Washington, D.C.— Today, the House Small Business Committee Subcommittee on Innovation, Entrepreneurship, and Workforce Development led by Chairman Jason Crow (D-CO), held a hearing reviewing the Small Business Administration’s (SBA) entrepreneurial development ecosystem. The SBA offers a wide range of free or low-cost counseling and training services through its primary resource partners, Small Business Development Centers (SBDCs), Women’s Business Centers (WBCs), SCORE, and Veterans Business Outreach Centers (VBOCs).
“There are talented would-be entrepreneurs across Colorado and the country with the skills and desire to start small businesses and put people to work,” said Congressman Jason Crow. “Unfortunately, many of those living in underserved communities face barriers that prevent those dreams from becoming a reality. That’s where the SBA and their resource partners, as well as legislation like the Next Generation Entrepreneur Corps Act, can help. I hope today’s hearing allows us to learn more about these programs, hear about the challenges they are currently facing, and examine how this Committee can improve and expand their reach.”
America’s 30 million small businesses support more than 56 million jobs and account for nearly half of our nation’s GDP. Despite the importance of these firms to the American economy, starting and running a business comes with unique obstacles for entrepreneurs. Recognizing these challenges, SBA offers low-cost counseling and training through their resource partners to help entrepreneurs start, scale, and expand their small businesses. Over one million entrepreneurs utilize these services annually.
The hearing gave members the chance to gain a comprehensive overview of SBA’s entrepreneurial development ecosystem, examine the role resource partners played in the pandemic, and discuss steps Congress can take to strengthen these organizations moving forward. During the hearing, representatives from SBA resource partners testified on their organizations’ current challenges and program improvements that would allow them to reach the maximum number of small businesses possible.
“For the immediate future, we see small business as increasingly reliant on technology to both serve and find customers,” said Tee Rowe, President & Chief Executive Officer of America’s Small Business Development Centers. “As the pandemic recedes, we hope that people will return to their prior retail habits, but it is not improbable that consumer habits learned during the pandemic will linger. Our concern is how to meet those small business needs and help small businesses re-establish those customer bases, customer confidence, and regain lost ground.”
“In FY20, SCORE helped its clients to start 45,027 new businesses and create 74,535 new jobs. Despite the challenging business climate of the COVID-19 pandemic, 82% of clients stayed in business throughout the year, with help from SCORE,” said Bridget Weston, Chief Executive Officer of SCORE. “SCORE remains the most efficient, effective business formation and job creation engine funded by the federal government. In 2020, our cost to create a new job was $156.97 and $259.84 to create a new business. In 2020, SCORE clients returned $67.35 in new federal tax revenue for every $1 appropriated to SCORE.”
“There is no question that women entrepreneurs play a key role in our nation’s economy and, unfortunately, the Coronavirus pandemic has challenged them disproportionately,” said Corrine Hodges, Chief Executive Officer of the Association of Women’s Business Centers. “Women are exiting the job market to care for their families, particularly among low-income populations, as well as communities of color. Women seeking flexibility and necessary household income are turning to entrepreneurship.”

Tasks for this exercise =
a) According to the release on the SBA hearing, how many entrepreneurs use the SBA's counseling and training services each year?
b) Retype the release on the SBA hearing from "The hearing gave" to "small businesses possible.".
The lines after this point come from a separate source.

Dataset entries =
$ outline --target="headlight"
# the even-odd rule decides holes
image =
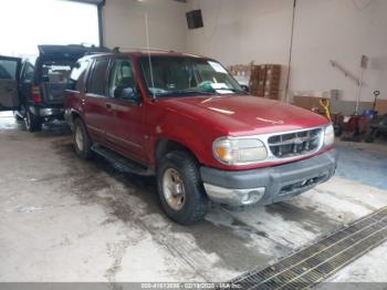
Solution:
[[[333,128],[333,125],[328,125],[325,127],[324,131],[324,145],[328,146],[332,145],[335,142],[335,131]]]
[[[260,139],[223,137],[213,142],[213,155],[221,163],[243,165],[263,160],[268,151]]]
...
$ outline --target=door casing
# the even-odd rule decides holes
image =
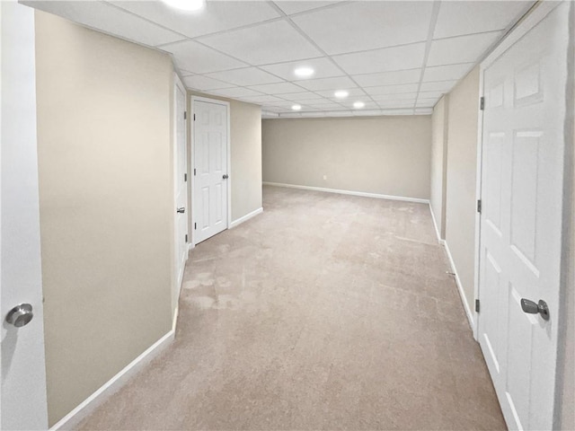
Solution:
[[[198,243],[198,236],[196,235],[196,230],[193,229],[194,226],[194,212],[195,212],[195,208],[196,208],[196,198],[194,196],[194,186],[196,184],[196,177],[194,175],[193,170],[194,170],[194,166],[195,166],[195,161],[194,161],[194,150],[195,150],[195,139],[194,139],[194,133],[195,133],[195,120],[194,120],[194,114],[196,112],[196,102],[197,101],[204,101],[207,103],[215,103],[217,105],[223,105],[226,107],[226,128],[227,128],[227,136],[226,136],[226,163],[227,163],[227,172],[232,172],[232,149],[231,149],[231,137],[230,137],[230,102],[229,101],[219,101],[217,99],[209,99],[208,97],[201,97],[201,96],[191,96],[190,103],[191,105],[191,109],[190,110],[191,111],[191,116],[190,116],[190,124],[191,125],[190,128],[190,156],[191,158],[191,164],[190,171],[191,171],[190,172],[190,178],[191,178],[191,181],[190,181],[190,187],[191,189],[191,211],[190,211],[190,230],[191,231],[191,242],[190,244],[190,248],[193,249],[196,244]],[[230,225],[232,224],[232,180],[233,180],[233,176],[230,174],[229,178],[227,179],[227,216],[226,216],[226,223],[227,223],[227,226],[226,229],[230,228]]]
==
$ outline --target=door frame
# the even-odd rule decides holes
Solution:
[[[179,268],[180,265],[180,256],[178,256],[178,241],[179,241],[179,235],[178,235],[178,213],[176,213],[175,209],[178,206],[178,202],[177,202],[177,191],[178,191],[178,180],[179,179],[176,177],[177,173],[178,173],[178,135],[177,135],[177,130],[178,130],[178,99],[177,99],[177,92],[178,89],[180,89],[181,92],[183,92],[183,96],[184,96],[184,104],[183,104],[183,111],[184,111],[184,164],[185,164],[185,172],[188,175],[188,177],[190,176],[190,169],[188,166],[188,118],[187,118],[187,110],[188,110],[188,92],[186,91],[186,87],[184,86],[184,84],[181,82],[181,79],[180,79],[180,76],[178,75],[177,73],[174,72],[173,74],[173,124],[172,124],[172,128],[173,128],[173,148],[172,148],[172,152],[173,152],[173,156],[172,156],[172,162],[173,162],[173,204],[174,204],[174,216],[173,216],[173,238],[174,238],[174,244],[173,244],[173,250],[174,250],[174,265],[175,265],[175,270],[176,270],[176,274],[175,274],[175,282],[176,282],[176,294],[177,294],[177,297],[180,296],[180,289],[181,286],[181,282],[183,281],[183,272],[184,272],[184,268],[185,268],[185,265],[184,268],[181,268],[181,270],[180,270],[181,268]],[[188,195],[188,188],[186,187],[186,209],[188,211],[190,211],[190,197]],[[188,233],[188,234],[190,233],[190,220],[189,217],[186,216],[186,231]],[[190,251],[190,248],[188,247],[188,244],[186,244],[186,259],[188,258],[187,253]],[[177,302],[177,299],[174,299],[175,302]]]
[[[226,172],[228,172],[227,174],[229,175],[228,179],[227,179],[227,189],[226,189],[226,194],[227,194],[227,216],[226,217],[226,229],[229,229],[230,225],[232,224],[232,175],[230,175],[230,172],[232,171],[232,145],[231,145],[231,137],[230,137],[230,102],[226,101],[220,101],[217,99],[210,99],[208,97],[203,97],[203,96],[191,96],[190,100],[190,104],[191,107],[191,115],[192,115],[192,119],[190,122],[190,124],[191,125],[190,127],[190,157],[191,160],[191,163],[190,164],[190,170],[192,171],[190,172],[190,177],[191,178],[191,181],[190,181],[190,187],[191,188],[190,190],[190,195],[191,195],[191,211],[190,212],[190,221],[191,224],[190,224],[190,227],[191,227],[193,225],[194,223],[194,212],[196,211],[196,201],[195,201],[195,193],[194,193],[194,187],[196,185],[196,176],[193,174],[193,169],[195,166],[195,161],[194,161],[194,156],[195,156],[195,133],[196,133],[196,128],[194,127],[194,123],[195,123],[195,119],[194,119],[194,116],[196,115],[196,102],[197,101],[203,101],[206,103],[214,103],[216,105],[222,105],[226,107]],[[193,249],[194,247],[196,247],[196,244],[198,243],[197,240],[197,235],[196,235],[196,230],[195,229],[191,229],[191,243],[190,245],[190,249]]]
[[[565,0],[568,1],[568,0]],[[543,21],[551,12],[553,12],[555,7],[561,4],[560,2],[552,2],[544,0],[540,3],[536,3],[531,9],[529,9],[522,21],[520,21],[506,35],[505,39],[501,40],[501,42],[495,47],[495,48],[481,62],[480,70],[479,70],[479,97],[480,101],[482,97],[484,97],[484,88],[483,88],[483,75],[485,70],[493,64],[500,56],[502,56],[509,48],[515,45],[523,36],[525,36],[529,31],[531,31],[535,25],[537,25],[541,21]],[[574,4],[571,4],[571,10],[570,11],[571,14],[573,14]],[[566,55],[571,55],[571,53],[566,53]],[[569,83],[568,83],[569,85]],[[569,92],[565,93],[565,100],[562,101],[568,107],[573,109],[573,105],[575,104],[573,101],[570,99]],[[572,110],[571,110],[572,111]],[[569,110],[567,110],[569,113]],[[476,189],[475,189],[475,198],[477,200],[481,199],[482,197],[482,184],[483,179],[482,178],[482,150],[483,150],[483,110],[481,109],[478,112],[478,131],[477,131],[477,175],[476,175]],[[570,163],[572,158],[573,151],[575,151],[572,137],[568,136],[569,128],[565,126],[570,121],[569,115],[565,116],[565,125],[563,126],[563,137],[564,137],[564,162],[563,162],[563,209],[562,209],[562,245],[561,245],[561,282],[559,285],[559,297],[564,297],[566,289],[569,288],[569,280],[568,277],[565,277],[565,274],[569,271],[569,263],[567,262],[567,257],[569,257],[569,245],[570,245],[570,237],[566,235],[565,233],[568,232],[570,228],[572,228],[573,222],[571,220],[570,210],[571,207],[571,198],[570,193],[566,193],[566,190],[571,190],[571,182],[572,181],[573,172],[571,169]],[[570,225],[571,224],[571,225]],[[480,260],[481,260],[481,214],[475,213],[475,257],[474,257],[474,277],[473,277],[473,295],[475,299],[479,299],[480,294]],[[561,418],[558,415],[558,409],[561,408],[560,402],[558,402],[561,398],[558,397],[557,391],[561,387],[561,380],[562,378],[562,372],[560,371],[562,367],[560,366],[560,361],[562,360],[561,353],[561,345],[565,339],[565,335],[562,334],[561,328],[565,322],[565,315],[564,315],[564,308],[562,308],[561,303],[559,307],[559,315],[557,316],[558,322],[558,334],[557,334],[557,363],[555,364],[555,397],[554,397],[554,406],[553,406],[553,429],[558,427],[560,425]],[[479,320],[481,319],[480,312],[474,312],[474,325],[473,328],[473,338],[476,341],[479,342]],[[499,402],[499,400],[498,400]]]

Answers below =
a) Over one million.

b)
The hearing gave members the chance to gain a comprehensive overview of SBA’s entrepreneurial development ecosystem, examine the role resource partners played in the pandemic, and discuss steps Congress can take to strengthen these organizations moving forward. During the hearing, representatives from SBA resource partners testified on their organizations’ current challenges and program improvements that would allow them to reach the maximum number of small businesses possible.